===== Texte extrait =====

EDITO | Espoir 2021...
En ce début d’année que nous voulons meilleure, que pouvons-nous souhaiter pour le capitalisme responsable, enjeu d’évolution qui nous rassemble ? Quels sont les enjeux ?
Les derniers mois ont mis en exergue une préoccupation qui avait déjà percé ici ou là auparavant, avec quelques prémices plus anciennes : il faut remettre l’homme au centre de l’intérêt commun ; le progrès consiste à servir les hommes, non à se servir d’eux.

===== Données présentées =====

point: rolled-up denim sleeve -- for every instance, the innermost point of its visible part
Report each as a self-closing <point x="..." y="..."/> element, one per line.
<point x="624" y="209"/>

=====

• _Travail à réaliser_
A. Répondez aux questions suivantes d'après l'éditorial « Espoir 2021 » :
(i) Quel enjeu d'évolution l'éditorial présente-t-il comme rassembleur ?
(ii) Que faut-il remettre au centre de l'intérêt commun ?
(iii) En quoi consiste le progrès, selon l'éditorial ?
B. Reprenez l'éditorial « Espoir 2021 » et prolongez-le à partir de sa dernière phrase.

• _Résultats obtenus_
A.
(i) Le capitalisme responsable.
(ii) L'homme.
(iii) À servir les hommes, non à se servir d'eux.

B.
Quand on accepte de promouvoir le mode d’organisation de la création de richesses dit capitalisme, c’est parce qu’il s’est avéré que ce système, fondé sur la libre entreprise, était le mieux à même d’apporter de façon assez continue, le progrès. Encore faut-il se mettre d’accord sur ces notions de liberté et de progrès. La conception de la liberté – telle qu’on l’observe en Europe Continentale- ne peut se limiter à une absence de contraintes (acception négative), univers où prédomineraient les droits individuels. Le fonctionnement d’une Société suppose en réalité de voir respectées des limites pour protéger les opinions, la liberté de réunion, la sécurité ou le droit de propriété, mais aussi, afin d’assurer à tous les citoyens les conditions matérielles qui permettent à chacun d’exercer ces libertés. D’où la nécessité d’inclure – c’est une des priorités de l’UE – des considérations sociales et écologiques, avec des droits dont la mise en œuvre est seule capable de donner un contenu effectif aux droits individuels.
Appliqués à la gouvernance des entreprises, ces concepts impliquent une vision réciproque et globale de la performance et des informations requises pour en rendre compte (double matérialité). Le défi est de déchiffrer les signes, pour pouvoir s’orienter ensemble.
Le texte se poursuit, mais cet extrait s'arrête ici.